• What you will do
Reproduce the records below word for word, character for character.

Excerpts of bounding box data
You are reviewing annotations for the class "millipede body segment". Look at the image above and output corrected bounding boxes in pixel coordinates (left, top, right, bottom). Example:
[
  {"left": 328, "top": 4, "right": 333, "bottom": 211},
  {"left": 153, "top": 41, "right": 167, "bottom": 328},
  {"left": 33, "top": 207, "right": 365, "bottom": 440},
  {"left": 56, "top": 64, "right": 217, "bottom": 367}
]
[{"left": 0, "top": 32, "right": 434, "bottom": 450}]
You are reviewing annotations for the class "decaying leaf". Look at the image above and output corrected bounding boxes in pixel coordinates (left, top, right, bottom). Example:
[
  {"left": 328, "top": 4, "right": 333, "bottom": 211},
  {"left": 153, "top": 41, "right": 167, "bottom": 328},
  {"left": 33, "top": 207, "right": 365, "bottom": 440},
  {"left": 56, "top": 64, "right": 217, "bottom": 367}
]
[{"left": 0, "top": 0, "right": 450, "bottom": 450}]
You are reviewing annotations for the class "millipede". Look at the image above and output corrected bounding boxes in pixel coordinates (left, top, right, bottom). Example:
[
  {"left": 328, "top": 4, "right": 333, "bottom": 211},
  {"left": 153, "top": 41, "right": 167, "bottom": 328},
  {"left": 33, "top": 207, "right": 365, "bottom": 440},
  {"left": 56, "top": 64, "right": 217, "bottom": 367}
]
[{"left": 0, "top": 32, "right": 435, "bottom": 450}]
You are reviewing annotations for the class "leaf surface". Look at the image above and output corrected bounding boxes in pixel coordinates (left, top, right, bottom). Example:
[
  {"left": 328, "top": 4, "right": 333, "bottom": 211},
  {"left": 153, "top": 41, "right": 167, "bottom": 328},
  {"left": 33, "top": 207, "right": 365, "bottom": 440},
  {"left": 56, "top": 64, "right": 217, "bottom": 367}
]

• Solution to this exercise
You are reviewing annotations for the class "millipede body segment". Look at the image above and output corrected bounding boxes in pixel coordinates (left, top, right, bottom). Example:
[
  {"left": 328, "top": 4, "right": 333, "bottom": 211},
  {"left": 153, "top": 41, "right": 167, "bottom": 328},
  {"left": 33, "top": 207, "right": 365, "bottom": 440},
  {"left": 56, "top": 64, "right": 217, "bottom": 367}
]
[{"left": 0, "top": 32, "right": 434, "bottom": 450}]
You are reviewing annotations for the class "decaying leaf". Look at the image above and output corrected bounding boxes in pixel coordinates (left, top, right, bottom). Example:
[
  {"left": 328, "top": 4, "right": 333, "bottom": 211},
  {"left": 153, "top": 41, "right": 167, "bottom": 328},
  {"left": 33, "top": 207, "right": 365, "bottom": 440},
  {"left": 56, "top": 64, "right": 217, "bottom": 367}
]
[{"left": 0, "top": 0, "right": 450, "bottom": 450}]
You are reviewing annotations for the class "millipede". Look at the image above and output corrected bounding boxes in pixel coordinates (left, top, right, bottom). Example:
[
  {"left": 328, "top": 4, "right": 333, "bottom": 211},
  {"left": 153, "top": 41, "right": 167, "bottom": 328},
  {"left": 33, "top": 207, "right": 365, "bottom": 440},
  {"left": 56, "top": 64, "right": 217, "bottom": 367}
]
[{"left": 0, "top": 32, "right": 435, "bottom": 450}]
You are reviewing annotations for the class "leaf surface". Look at the image above and output corrected bounding boxes in pixel coordinates (left, top, right, bottom). Example:
[
  {"left": 328, "top": 4, "right": 333, "bottom": 211},
  {"left": 153, "top": 41, "right": 167, "bottom": 328},
  {"left": 33, "top": 207, "right": 365, "bottom": 440},
  {"left": 56, "top": 64, "right": 217, "bottom": 367}
]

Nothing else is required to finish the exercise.